• EXERCISES TO COMPLETE:
1. In the news article about Congress leaving for its summer break, do these statements agree with the text? (a) Congress was about to begin a five-week summer break. (b) Harry Reid said Congress had been productive. (c) The House was led by Democrats. For each, answer yes or no and quote the words of the article that settle it.
2. Rewrite the stretch of the Congress article from "By DONNA CASSATA, Associated" through "missing in action.", swapping "highway money" for "road funding".
3. Pick up the news article about Congress's last day before summer break and keep writing from where it stops.

On the final day before a five-week summer break, Congress was leaving a long list of unfinished business

By DONNA CASSATA, Associated Press

WASHINGTON — Rushing toward the exits, Congress on Thursday scrambled to wrap up legislation addressing the troubled Veterans Affairs Department and a looming shortfall in highway money. House Republicans sought to win over reluctant, tea party conservatives on a border security bill.

On the final day before a five-week summer break, Congress was leaving a long list of unfinished business after 18 months of bitter partisanship. Democrats cast Republicans as the obstacle; Republicans said President Barack Obama has been missing in action.

“We’ve not had a productive Congress,” acknowledged Senate Majority Leader Harry Reid, D-Nev.

Minority Leader Mitch McConnell, R-Ky., said Obama has chosen to raise money in Hollywood rather than work with Congress.

The institutional split of a Republican-led House and Democratic-controlled Senate has added up to inaction, especially in a midterm election year with control of the Senate at stake.

Stored records:
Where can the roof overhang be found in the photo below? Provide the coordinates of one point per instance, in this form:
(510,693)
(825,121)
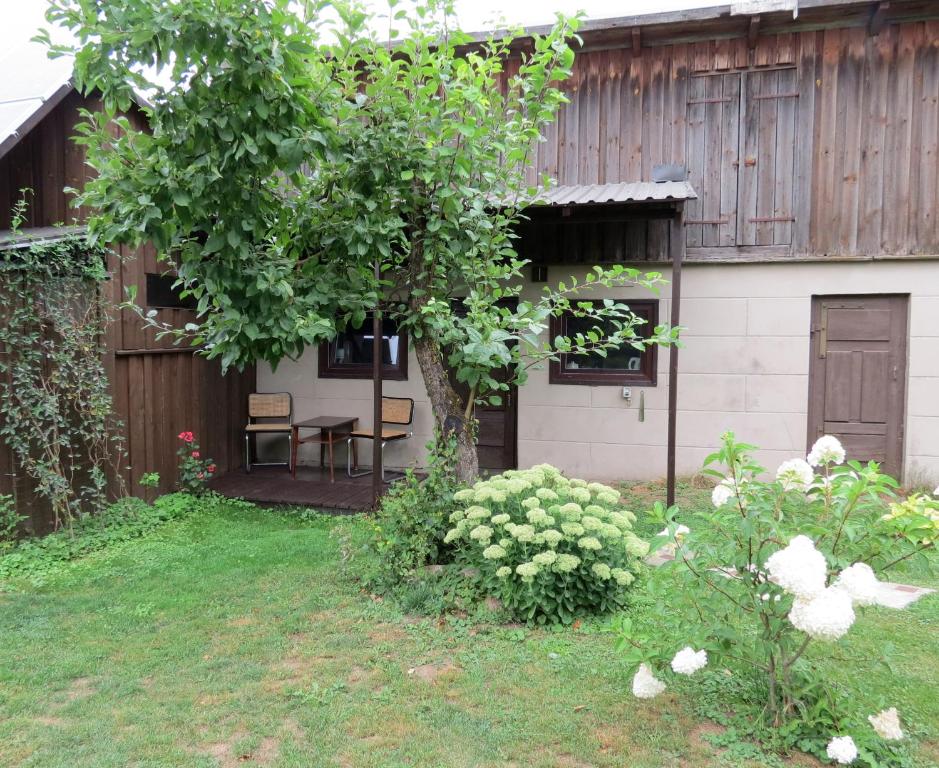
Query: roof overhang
(23,238)
(632,192)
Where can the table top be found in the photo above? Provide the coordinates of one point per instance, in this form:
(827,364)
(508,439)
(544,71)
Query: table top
(327,422)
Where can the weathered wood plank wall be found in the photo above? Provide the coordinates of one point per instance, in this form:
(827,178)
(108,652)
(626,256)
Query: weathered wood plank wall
(819,142)
(158,391)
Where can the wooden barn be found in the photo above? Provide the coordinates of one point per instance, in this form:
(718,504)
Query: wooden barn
(158,390)
(809,236)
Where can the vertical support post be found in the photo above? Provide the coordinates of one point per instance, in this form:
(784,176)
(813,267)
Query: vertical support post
(676,246)
(376,393)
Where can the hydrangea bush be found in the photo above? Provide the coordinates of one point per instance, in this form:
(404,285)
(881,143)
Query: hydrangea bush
(777,565)
(550,548)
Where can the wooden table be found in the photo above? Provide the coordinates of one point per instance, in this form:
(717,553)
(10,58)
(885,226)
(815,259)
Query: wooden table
(331,429)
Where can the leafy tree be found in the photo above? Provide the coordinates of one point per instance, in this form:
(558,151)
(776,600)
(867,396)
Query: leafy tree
(288,154)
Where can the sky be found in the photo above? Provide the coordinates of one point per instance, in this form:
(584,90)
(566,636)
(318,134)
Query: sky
(19,19)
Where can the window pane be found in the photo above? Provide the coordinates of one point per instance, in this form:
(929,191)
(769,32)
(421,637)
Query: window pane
(354,346)
(624,359)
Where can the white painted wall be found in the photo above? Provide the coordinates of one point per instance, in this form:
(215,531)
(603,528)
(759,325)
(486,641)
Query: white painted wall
(744,367)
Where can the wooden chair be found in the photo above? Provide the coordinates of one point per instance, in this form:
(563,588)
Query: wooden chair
(268,414)
(398,411)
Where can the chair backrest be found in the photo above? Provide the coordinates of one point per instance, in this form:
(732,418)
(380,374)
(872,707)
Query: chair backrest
(397,410)
(272,405)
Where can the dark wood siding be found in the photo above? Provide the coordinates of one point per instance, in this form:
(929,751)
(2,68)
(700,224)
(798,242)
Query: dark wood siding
(830,149)
(158,391)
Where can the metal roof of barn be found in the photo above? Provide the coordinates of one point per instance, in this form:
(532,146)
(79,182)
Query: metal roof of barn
(625,192)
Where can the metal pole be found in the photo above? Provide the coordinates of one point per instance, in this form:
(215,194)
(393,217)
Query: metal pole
(376,394)
(677,247)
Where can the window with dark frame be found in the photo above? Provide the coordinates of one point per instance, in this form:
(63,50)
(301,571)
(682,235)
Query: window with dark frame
(349,355)
(624,366)
(162,293)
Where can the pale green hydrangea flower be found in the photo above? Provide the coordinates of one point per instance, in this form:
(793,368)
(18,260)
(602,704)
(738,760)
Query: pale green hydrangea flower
(601,571)
(545,558)
(477,513)
(527,571)
(572,529)
(481,533)
(622,577)
(571,510)
(610,531)
(608,497)
(546,494)
(566,563)
(523,533)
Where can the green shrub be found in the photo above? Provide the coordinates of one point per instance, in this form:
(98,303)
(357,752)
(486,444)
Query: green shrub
(550,548)
(411,523)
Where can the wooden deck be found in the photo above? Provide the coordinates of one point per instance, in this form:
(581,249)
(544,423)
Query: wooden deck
(274,485)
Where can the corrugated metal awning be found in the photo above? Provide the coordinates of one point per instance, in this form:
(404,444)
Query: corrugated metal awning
(625,192)
(36,235)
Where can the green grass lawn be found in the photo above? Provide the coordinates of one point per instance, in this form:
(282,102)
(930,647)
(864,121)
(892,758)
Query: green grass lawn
(238,637)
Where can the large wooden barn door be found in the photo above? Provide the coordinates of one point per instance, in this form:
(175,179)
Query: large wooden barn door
(740,150)
(857,376)
(769,103)
(712,140)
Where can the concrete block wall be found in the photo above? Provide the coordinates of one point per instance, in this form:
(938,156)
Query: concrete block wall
(744,366)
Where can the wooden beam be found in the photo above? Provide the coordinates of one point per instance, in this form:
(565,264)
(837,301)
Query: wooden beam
(376,396)
(676,244)
(878,18)
(753,32)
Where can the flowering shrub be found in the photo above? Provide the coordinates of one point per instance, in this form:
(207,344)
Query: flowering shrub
(194,471)
(776,565)
(550,548)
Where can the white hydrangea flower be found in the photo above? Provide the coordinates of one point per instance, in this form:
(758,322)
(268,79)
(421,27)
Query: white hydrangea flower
(799,568)
(842,750)
(645,684)
(827,616)
(827,450)
(795,475)
(723,492)
(860,583)
(688,661)
(887,724)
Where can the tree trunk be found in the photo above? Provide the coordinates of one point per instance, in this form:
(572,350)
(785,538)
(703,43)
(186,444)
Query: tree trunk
(449,409)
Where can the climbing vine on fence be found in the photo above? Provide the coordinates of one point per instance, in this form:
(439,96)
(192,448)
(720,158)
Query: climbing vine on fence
(55,407)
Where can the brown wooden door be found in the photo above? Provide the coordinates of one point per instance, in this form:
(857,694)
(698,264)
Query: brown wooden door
(857,376)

• RESULTS:
1.
(a) Yes: "On the final day before a five-week summer break"
(b) No: "“We’ve not had a productive Congress,” acknowledged Senate Majority Leader Harry Reid"
(c) No: "a Republican-led House and Democratic-controlled Senate"

2.
By DONNA CASSATA, Associated Press

WASHINGTON — Rushing toward the exits, Congress on Thursday scrambled to wrap up legislation addressing the troubled Veterans Affairs Department and a looming shortfall in road funding. House Republicans sought to win over reluctant, tea party conservatives on a border security bill.

On the final day before a five-week summer break, Congress was leaving a long list of unfinished business after 18 months of bitter partisanship. Democrats cast Republicans as the obstacle; Republicans said President Barack Obama has been missing in action.

3.
House Speaker John Boehner, R-Ohio, underscored the political divide, describing any attempt by Senate Democrats to add parts of a year-old comprehensive immigration bill to the border security measure as a “nutso scheme.”

Lawmakers have struggled to compromise on a handful of bills to deal with the nation’s pressing problems, sometimes having to negotiate within their own ranks.

In a last-minute push for votes for a $659 million border bill, House Republican leaders sought to tamp down tea party unrest stirred by Texas Sen. Ted Cruz. The leaders scheduled a companion vote on legislation that would block Obama from extending deportation relief to any more immigrants living here illegally.

Rep. Hal Rogers, R-Ky., chairman of the Appropriations Committee, spoke of a need to turn back “the tide of illegal immigrants” and said the problem had been exacerbated by Obama administration policies.

White House officials have indicated plans to unilaterally expand that program, perhaps to millions more people, because of the House’s failure to act this year on a comprehensive immigration overhaul bill passed by the Senate. Republicans warn that that would provoke a constitutional crisis, and a few conservatives have said it would be grounds for impeachment.

Boehner told reporters it would “seal a legacy of lawlessness.”

The White House issued a statement assailing House Republicans for their inaction on comprehensive legislation and then willingness to target a program that “has benefited more than 500,000 young people who are Americans in every way except on paper.”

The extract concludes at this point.